§ Source records:
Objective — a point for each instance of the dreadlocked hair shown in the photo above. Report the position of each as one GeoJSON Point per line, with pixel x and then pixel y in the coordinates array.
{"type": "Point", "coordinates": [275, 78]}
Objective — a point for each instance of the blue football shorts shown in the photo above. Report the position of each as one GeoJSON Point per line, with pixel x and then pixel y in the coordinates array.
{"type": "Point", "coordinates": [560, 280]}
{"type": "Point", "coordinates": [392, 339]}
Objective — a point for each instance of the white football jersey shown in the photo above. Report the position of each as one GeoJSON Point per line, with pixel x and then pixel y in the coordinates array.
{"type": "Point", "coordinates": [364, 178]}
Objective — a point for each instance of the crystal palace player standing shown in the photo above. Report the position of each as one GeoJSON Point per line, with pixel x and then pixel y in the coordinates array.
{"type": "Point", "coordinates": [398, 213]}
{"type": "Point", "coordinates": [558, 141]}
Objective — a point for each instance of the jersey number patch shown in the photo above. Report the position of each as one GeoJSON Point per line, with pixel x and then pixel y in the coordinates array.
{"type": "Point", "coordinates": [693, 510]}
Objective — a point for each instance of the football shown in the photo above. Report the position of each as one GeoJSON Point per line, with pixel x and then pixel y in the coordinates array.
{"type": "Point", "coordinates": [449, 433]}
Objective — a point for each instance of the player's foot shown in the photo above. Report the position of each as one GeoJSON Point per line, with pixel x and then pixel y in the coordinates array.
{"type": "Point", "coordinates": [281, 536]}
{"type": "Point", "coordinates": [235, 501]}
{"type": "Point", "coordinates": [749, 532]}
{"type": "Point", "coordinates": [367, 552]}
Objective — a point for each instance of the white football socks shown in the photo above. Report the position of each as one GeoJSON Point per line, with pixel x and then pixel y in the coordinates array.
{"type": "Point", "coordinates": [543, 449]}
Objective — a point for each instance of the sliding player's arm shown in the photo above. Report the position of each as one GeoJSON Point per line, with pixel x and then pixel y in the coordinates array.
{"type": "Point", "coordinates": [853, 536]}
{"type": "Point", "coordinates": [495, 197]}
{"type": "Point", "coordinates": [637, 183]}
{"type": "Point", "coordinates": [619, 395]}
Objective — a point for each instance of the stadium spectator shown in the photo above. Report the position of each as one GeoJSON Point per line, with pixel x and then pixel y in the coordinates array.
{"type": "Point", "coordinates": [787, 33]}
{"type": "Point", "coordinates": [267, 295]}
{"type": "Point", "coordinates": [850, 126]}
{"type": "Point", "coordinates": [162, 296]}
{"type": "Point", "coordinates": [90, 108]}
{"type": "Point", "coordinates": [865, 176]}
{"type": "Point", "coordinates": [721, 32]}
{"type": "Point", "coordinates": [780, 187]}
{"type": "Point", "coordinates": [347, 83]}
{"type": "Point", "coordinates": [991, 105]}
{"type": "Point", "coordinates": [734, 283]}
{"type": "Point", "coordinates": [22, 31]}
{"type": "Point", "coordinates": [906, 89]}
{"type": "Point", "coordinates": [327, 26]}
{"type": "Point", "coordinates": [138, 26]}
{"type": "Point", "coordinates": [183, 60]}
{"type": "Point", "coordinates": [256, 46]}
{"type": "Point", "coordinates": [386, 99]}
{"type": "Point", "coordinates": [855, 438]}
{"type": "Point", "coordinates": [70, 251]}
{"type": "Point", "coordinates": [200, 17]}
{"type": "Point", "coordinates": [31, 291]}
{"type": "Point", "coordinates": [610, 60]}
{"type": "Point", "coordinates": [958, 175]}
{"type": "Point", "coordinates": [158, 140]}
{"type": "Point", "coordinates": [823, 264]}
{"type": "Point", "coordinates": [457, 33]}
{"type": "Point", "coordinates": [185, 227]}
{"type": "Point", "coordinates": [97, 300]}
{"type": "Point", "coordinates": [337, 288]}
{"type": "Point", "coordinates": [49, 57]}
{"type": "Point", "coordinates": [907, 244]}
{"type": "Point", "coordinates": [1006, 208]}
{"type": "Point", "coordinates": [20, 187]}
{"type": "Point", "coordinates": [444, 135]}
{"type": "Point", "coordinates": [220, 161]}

§ Instructions to follow: Please gather every line of the items above that contains the string "socks" and copy each one in full.

§ Task response:
Objective — a point for each instance of the white football socks shown in the photo above. Report the position of each as one GeoJSON Point per line, with pixel x and then pixel y in the coordinates array.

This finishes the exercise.